-------- Page

I would like to know if there is an implicit SELECT being run prior to performing an INSERT on a table that has any column defined as UNIQUE. I cannot find anything about this in the documentation for INSERT.
I have asked some other questions that nobody seems to be able to answer - perhaps because I'm not properly explaining myself - that are related to the above question.
If I understand correctly, then I assume the following would be true:
CASE 1:
You have a table with 1 billion rows. Each row has a UUID column which is unique. If you perform an insert the server must do some kind of implicit SELECT COUNT(*) FROM table WHERE UUID = [new uuid] and determine if the count is 0 or 1. Correct?
CASE 2:
You have a table with 1 billion rows. Each row has a composite unique key consisting of a DATE and a UUID. If you perform an insert the server must do some kind of implicit SELECT COUNT(*) FROM table WHERE DATE = [date] AND UUID = [new uuid] and check if the count is 0 or 1. Yes?
I use the word implicit because at some point, somewhere in the process, the server MUST be checking the value. If not it would require that the laws of physics dictate that two identical rows cannot exist - and as far as I'm informed physics don't play a big role when it comes to the uniqueness of numbers written down somewhere, in binary, on a magnetic disk in a computer.
Let's assume your 1 billion rows are equally and sequentially distributed across 2,000 different dates. Would this not mean that case 2 would perform the insert faster because it can look up the UUIDs segmented into dates? If not, then would it be better to use case 1 for insert speed - and in that case, why?
This question is theoretical, so don't bother with considering regular SELECT performance in this case. The primary key wouldn't be the UUID+DATE index.
As a response to comments: The UUID in my case is designed solely for the purpose of avoiding duplicate entries because of bad connections. Since you cannot make the same entry for a different date twice (without it logically being a new entry), the UUID does not need to be globally unique - it needs only be unique for each date. This is why I can permit it being part of a composite key.

----------------
-------- Collected material

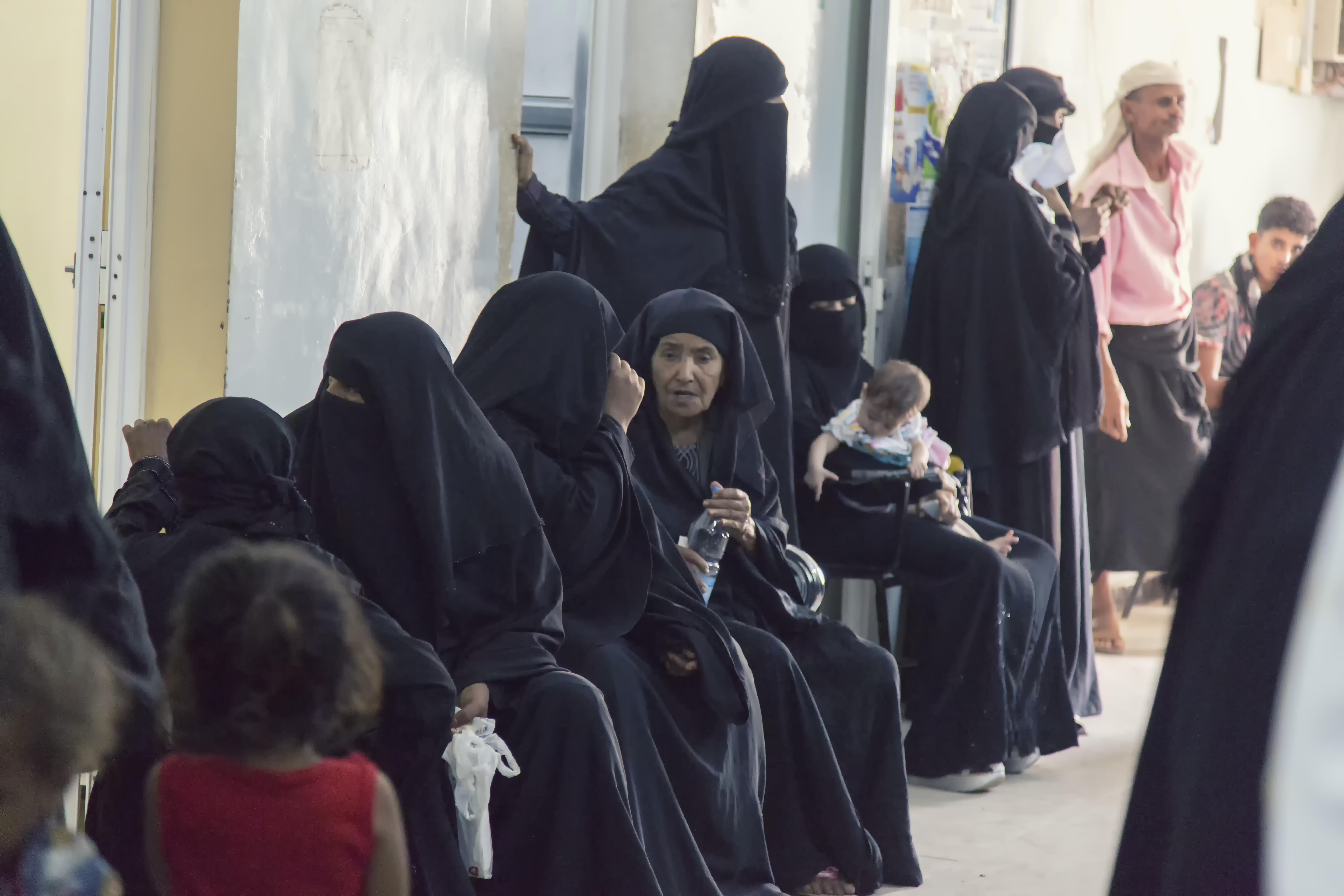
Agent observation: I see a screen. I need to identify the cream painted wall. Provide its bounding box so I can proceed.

----------------

* Request:
For each statement, state yes or no according to whether it agrees with the post on unique columns and INSERT, and quote the exact words of the post that settle it.
1. The writer found an explanation of this behavior in the documentation for INSERT.
2. In the writer's scenario, the 1 billion rows are spread across 2,000 different dates.
3. The UUID is required to be unique across all dates.
The material is taken from a separate source and is unrelated to the text.

* Solution for this problem:
1. No: "I cannot find anything about this in the documentation for INSERT."
2. Yes: "Let's assume your 1 billion rows are equally and sequentially distributed across 2,000 different dates."
3. No: "the UUID does not need to be globally unique - it needs only be unique for each date."